Il est ainsi inscrit dans l’article 1er que le 31 décembre 2025, aucune partie du territoire français métropolitain continental ne sera située « soit à plus de 50 kilomètres ou de 45 minutes d'automobile d'une unité urbaine de 1500 à 5000 emplois, d'une autoroute ou d'une route aménagée pour permettre la circulation rapide des véhicules, soit à plus de 60 minutes d'automobile d'une gare desservie par une ligne à grande vitesse ». Pour que ces ambitions se traduisent dans la réalité, les sénateurs demandent notamment à l’État de « veiller à adapter les infrastructures aux caractéristiques des territoires, en privilégiant par exemple l'aménagement de routes existantes plutôt que la construction d'autoroutes, lourdes et coûteuses (…) et s'assurer que les compagnies aériennes maintiennent leurs dessertes et remplissent leurs obligations ».

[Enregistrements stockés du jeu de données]
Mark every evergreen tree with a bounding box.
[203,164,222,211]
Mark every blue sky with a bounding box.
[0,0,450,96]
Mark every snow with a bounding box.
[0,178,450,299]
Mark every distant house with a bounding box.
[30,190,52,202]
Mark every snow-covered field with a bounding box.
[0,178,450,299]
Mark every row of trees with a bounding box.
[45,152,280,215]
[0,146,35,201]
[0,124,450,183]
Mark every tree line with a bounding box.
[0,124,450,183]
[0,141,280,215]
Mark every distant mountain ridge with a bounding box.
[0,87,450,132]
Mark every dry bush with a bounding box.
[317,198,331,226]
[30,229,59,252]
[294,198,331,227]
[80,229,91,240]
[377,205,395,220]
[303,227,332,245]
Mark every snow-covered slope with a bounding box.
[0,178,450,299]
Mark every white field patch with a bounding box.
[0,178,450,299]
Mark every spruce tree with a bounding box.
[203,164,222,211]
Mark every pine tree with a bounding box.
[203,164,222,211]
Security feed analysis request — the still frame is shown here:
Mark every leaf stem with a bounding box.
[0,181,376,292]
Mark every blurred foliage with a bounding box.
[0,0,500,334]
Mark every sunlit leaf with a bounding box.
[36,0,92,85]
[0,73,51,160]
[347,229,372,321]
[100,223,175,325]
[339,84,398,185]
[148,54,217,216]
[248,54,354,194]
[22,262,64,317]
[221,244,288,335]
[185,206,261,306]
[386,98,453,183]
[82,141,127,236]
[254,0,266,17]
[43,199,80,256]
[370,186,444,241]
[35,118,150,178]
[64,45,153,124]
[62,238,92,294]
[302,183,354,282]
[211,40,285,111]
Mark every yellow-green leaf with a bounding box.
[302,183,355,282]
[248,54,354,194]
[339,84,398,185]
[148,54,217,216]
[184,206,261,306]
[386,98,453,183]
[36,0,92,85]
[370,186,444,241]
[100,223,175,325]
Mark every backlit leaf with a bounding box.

__TÂCHE__. Résumez le texte fourni en deux phrases.

__RÉPONSE__. Selon l'article 1er, au 31 décembre 2025, aucune partie du territoire français métropolitain continental ne devra se trouver à plus de 50 kilomètres ou de 45 minutes d'automobile d'une unité urbaine de 1500 à 5000 emplois, d'une autoroute ou d'une route à circulation rapide, ni à plus de 60 minutes d'automobile d'une gare desservie par une ligne à grande vitesse. Pour concrétiser ces ambitions, les sénateurs demandent notamment à l'État d'adapter les infrastructures aux caractéristiques des territoires, par exemple en aménageant des routes existantes plutôt qu'en construisant des autoroutes lourdes et coûteuses, et de s'assurer que les compagnies aériennes maintiennent leurs dessertes et remplissent leurs obligations.